_Exercise prompt_
Please retype, without changes, the stretch from the line containing "Scan for pendant light fixture." through the line containing "[763, 554, 814, 604]".

(Detection annotation records)
## BEGIN

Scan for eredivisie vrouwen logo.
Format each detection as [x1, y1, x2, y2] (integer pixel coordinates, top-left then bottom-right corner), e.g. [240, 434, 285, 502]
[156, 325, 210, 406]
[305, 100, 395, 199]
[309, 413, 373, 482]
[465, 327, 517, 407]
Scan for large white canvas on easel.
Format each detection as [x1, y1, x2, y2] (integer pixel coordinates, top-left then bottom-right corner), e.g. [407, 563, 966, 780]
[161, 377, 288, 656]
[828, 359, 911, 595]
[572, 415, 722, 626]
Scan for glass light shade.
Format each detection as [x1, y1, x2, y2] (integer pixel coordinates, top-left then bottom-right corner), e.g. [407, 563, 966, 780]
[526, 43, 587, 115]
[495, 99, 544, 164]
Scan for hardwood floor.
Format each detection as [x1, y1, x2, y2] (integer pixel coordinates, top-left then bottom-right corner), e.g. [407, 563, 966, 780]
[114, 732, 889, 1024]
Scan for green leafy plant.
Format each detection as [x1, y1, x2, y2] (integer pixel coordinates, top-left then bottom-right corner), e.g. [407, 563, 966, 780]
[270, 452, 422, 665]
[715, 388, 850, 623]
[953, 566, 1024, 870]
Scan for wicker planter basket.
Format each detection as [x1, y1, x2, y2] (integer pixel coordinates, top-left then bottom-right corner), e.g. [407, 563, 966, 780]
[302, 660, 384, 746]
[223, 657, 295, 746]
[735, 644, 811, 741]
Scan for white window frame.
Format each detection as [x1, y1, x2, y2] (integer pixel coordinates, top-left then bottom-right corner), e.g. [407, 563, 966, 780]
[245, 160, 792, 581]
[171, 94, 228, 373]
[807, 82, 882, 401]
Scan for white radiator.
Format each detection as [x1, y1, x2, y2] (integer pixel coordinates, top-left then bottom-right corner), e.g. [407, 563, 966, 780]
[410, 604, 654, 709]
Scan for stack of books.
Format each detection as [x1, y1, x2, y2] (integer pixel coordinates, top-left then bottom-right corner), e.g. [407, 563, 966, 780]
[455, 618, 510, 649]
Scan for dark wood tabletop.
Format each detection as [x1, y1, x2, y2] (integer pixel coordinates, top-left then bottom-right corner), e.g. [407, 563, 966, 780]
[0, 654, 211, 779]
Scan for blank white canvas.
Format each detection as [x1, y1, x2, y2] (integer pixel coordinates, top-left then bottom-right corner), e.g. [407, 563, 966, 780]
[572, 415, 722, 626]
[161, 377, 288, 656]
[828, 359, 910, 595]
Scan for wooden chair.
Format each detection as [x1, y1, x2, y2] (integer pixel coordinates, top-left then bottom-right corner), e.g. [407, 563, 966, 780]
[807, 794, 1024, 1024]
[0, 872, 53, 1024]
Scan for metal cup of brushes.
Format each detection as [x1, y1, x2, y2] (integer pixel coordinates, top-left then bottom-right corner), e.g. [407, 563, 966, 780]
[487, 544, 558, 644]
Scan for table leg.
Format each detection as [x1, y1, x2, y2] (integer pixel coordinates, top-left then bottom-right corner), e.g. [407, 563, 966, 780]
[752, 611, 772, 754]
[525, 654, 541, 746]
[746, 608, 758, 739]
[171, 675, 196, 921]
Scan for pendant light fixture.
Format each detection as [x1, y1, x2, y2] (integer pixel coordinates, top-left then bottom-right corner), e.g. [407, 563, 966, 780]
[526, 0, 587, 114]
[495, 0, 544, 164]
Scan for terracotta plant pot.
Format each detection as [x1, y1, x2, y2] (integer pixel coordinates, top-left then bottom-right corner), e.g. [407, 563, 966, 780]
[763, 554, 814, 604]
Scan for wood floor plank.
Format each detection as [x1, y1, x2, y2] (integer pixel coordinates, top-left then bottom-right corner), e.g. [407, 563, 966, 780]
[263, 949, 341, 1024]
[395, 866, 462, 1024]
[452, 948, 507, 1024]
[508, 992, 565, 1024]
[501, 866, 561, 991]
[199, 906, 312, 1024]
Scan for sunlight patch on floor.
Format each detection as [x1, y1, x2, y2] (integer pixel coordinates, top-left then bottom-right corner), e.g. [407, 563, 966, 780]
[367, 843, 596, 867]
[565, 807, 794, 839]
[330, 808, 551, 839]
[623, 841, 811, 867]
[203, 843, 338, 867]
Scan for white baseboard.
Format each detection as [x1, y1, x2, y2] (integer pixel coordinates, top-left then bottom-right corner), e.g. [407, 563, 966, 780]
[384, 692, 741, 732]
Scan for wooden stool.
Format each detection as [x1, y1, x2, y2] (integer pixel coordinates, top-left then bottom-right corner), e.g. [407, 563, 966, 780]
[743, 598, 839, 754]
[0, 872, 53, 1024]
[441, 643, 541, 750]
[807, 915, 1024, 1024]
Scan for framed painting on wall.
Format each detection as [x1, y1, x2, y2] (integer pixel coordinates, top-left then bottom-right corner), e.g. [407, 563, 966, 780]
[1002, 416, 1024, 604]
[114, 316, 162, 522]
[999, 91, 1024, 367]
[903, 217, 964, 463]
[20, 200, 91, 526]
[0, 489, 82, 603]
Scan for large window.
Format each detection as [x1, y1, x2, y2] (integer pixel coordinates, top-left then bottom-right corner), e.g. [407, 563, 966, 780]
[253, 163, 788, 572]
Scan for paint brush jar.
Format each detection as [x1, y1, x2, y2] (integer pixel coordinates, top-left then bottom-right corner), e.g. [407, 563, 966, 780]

## END

_Result for this exercise_
Scan for pendant light fixture.
Format each detection as [x1, y1, x2, y2] (integer pixel coordinates, top-left then bottom-right corner), e.g. [407, 563, 966, 780]
[526, 0, 587, 114]
[495, 0, 544, 164]
Scan for terracotta plant pot.
Format each detection as [x1, y1, x2, y2] (integer pixel coordinates, top-left then bottom-right corner), e.g. [407, 563, 966, 780]
[763, 554, 814, 604]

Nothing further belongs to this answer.